═════ DATA LISTING ═════

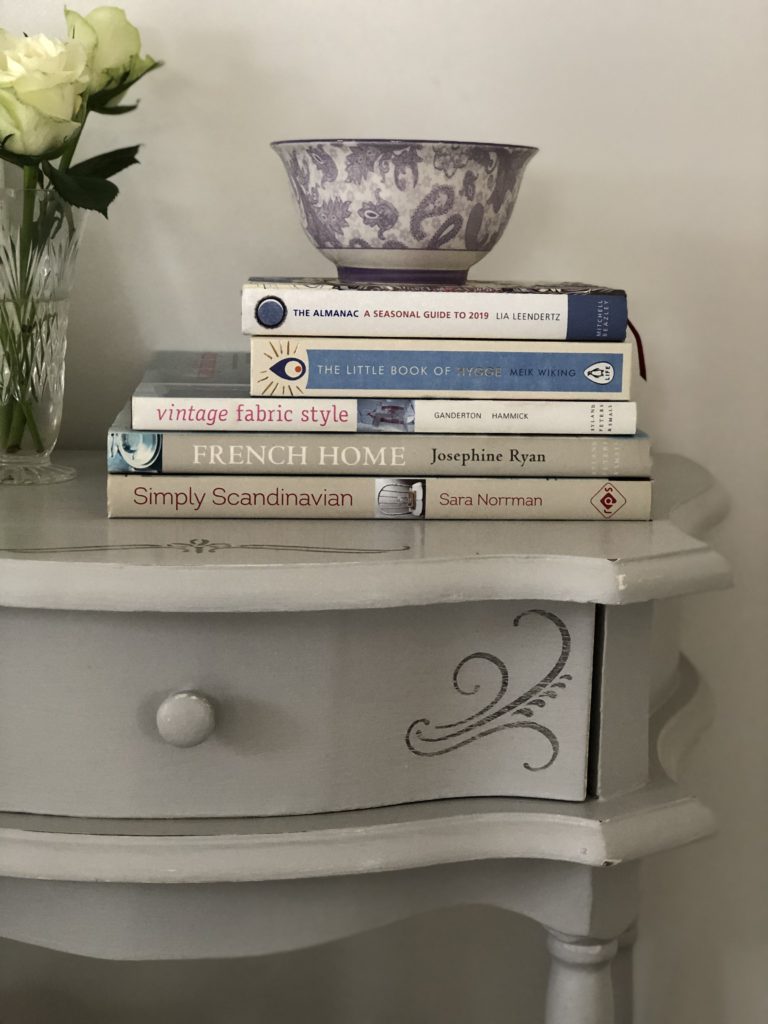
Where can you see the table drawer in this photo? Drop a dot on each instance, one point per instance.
(292, 713)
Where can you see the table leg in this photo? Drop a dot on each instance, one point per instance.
(581, 985)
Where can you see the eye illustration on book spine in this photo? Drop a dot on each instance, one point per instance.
(426, 739)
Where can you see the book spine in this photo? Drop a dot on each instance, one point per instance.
(421, 416)
(313, 311)
(411, 455)
(338, 368)
(375, 498)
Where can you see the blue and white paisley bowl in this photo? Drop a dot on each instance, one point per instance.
(397, 210)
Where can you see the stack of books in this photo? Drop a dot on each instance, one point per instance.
(480, 401)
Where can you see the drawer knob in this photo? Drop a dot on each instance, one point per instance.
(185, 719)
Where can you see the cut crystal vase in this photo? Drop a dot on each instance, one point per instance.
(39, 239)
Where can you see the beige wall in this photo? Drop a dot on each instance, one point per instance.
(651, 118)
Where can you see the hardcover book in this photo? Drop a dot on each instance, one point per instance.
(132, 451)
(340, 368)
(210, 391)
(315, 306)
(190, 497)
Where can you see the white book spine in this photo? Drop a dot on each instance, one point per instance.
(426, 416)
(322, 308)
(410, 455)
(375, 498)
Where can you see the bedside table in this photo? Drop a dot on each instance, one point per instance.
(352, 721)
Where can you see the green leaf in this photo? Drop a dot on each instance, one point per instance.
(99, 101)
(81, 189)
(107, 164)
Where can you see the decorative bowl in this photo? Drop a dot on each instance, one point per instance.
(403, 211)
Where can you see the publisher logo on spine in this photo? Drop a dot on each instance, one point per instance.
(600, 373)
(284, 370)
(608, 500)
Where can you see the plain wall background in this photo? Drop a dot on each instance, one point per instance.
(651, 118)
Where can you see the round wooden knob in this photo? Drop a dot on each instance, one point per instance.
(185, 719)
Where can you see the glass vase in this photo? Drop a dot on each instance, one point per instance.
(39, 238)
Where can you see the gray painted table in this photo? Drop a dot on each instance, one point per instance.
(354, 722)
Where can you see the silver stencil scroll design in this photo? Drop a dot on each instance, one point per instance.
(426, 739)
(201, 546)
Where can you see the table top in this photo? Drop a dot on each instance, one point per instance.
(58, 550)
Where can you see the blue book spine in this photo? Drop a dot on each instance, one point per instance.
(598, 317)
(538, 370)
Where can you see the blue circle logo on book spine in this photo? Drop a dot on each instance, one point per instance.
(290, 369)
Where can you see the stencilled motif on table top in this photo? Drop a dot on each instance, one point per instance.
(409, 185)
(499, 714)
(202, 546)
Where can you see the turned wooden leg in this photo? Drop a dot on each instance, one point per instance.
(581, 984)
(624, 988)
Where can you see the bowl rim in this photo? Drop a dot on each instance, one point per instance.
(403, 141)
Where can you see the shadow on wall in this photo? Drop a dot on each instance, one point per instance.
(450, 967)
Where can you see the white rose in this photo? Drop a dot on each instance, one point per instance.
(41, 84)
(113, 45)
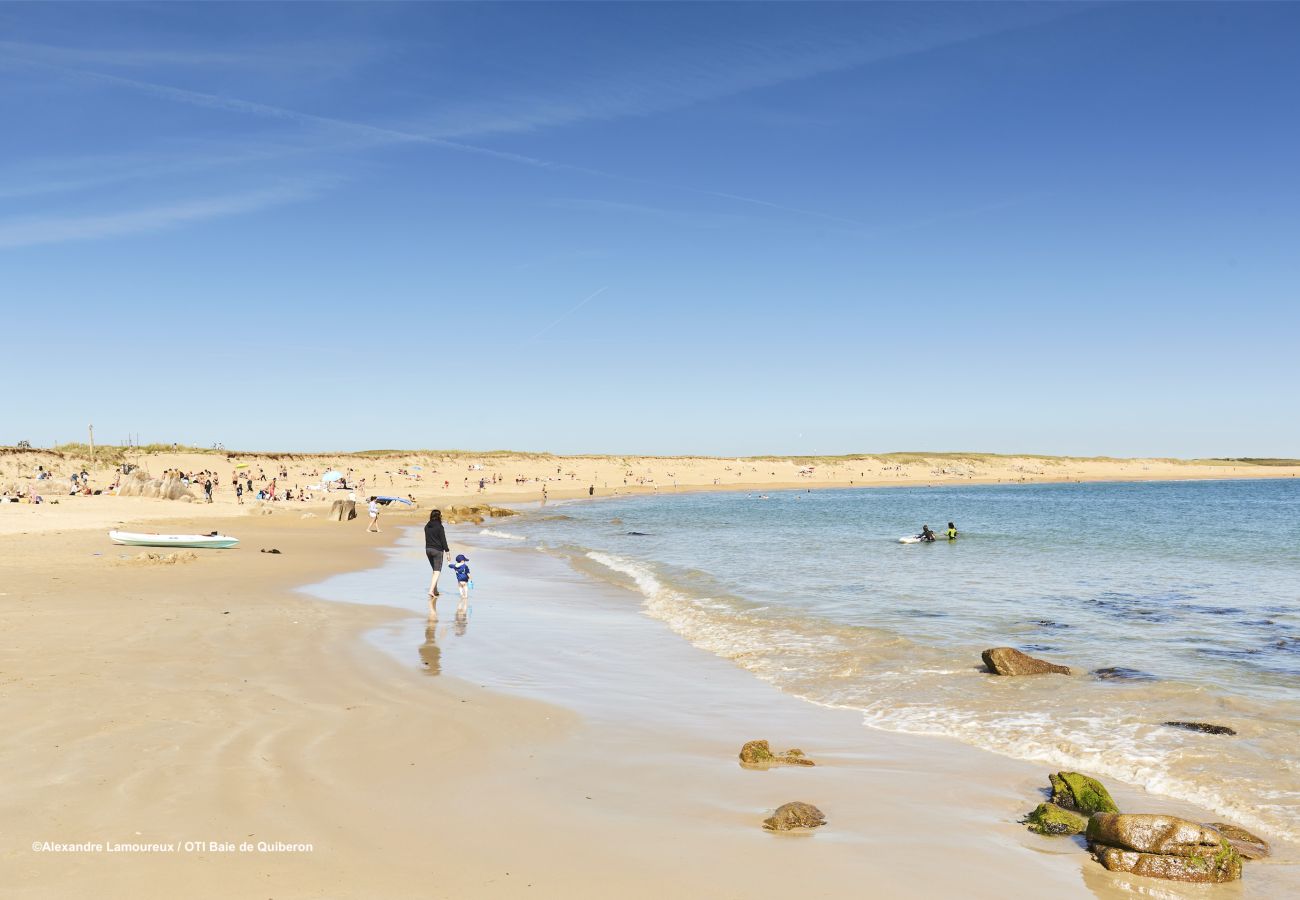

═════

• _WRITTEN TASK_
Please change every "Drop a dot" in the rows above to "Place a marker", keeping everything else the same. Leave the pictures out of your answer.

• _RESULT FOR THIS EXERCISE_
Where can you see the table drawer in this photo? Place a marker on each instance, one point per instance.
(292, 713)
Where can you see the table leg in this photo? Place a marker on each instance, one point per instance.
(581, 985)
Where can you see the eye illustration on book spine in this photo? Place a marker on each instance, one point per instance.
(426, 739)
Where can you see the book spine in this photo? Place a marker on each instance, one point per instance.
(421, 416)
(313, 311)
(411, 455)
(338, 368)
(375, 498)
Where can you see the blue and white paisley bowl in this photo? Place a marker on each instance, one point per instance.
(397, 210)
Where can you see the stack of books in this photo? Place a marker on each instance, one point per instance.
(480, 401)
Where can you see the drawer knob in this photo? Place a marker on each instance, one point per instance.
(185, 719)
Where can you see the cut crystal vase in this photo? Place a marker on each instance, one point per instance.
(39, 239)
Where can you see the beige wall in this photo? Place a marker on each instance, one point per instance.
(651, 118)
Where can you see the hardcover book in this photo? Place a marker on each instance, one point per instance.
(132, 451)
(340, 368)
(210, 391)
(315, 306)
(190, 497)
Where can you see the white book spine in this photo? Place a marker on each instance, one point per instance.
(426, 416)
(322, 308)
(410, 455)
(375, 498)
Where can you see the bedside table in this photo? Place a marker on each instance, one point per instance.
(352, 721)
Where can you see the green leaf in this photo? Place a marker on each instance, one point per instance.
(99, 101)
(81, 189)
(107, 164)
Where can you see the decorative bowl in this photo? Place a marker on each instance, one point per instance.
(403, 211)
Where can you see the publisher logo on spine in this photo? Place a marker on each instance, one point per instance.
(600, 373)
(284, 370)
(608, 500)
Where can you see the plain wall background in this photo? Place a marker on each instance, one point per instance.
(651, 118)
Where can you see the round wooden knob in this photo? Place a marker on each instance, one point per instance.
(185, 719)
Where can you see the glass vase in this photo? Place a marker on each instance, one point per instance.
(39, 238)
Where can you see the gray painted table in this photo? Place a marker on each instance, one point per instance.
(354, 722)
Where can you see the silver stencil scroll design in this photo? Place a marker on each instance, one point per instance.
(426, 739)
(201, 546)
Where can you see the table top in this photo? Place a marker on each instance, one point per instance.
(58, 550)
Where can you see the blue book spine in this photo? Place a marker on each instance, one point per instance.
(598, 317)
(538, 370)
Where can you see the blue circle logo on book spine in this photo? Place a marker on each instance, one point per instance.
(290, 369)
Where can you see the stencilled motif on table top in this photo? Place a marker on each instance, one point per instance.
(409, 185)
(499, 714)
(202, 546)
Where can you see the turned wooden leg in this photo? Place a marker on each instance, one point per instance.
(581, 984)
(624, 988)
Where can you see the bowl rim in this photo? Place a marker on each instance, one point per instance.
(403, 141)
Where can you see the shadow on wall in this photo? Place a marker on each instance, one point per instance.
(450, 967)
Where can you see the white rose in this photo? Place a marker on each instance, one point per instance.
(41, 84)
(113, 45)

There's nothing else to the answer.